══ Input records ══

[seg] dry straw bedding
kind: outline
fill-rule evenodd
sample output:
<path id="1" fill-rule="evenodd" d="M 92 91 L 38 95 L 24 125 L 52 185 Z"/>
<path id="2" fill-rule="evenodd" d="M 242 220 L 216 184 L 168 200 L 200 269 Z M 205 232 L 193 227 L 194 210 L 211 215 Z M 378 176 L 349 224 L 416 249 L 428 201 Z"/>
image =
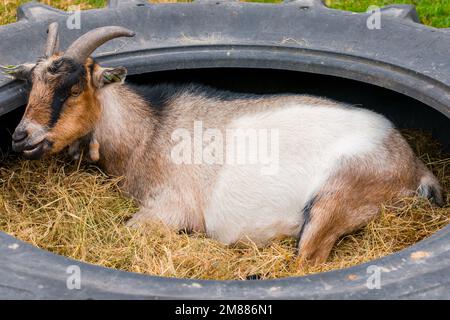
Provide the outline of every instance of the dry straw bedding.
<path id="1" fill-rule="evenodd" d="M 446 191 L 446 205 L 401 199 L 382 204 L 381 215 L 342 238 L 326 264 L 299 267 L 293 239 L 258 249 L 226 247 L 202 234 L 187 235 L 162 225 L 124 226 L 137 207 L 121 194 L 119 178 L 63 157 L 0 163 L 0 230 L 42 249 L 77 260 L 153 275 L 198 279 L 261 279 L 300 276 L 349 267 L 401 250 L 450 222 L 450 155 L 430 135 L 404 131 L 417 154 Z"/>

═══

**Task instructions**. The lines to retype begin with the one containing "95 L 24 125" and end with the last line of the records. Reproduce them exactly and omit the pictures.

**Output for this task**.
<path id="1" fill-rule="evenodd" d="M 92 91 L 38 95 L 24 125 L 52 185 Z"/>
<path id="2" fill-rule="evenodd" d="M 242 220 L 216 184 L 168 200 L 200 269 Z M 205 232 L 193 227 L 194 210 L 211 215 Z M 378 176 L 349 224 L 416 249 L 428 201 Z"/>
image =
Provide the outline of every instance of the dry straw bedding.
<path id="1" fill-rule="evenodd" d="M 446 191 L 446 205 L 401 199 L 382 204 L 381 215 L 342 238 L 326 264 L 299 267 L 293 239 L 258 249 L 226 247 L 202 234 L 187 235 L 162 225 L 124 226 L 137 207 L 121 194 L 119 178 L 63 157 L 0 163 L 0 230 L 42 249 L 77 260 L 153 275 L 198 279 L 261 279 L 300 276 L 349 267 L 401 250 L 450 222 L 450 155 L 430 135 L 404 131 L 417 154 Z"/>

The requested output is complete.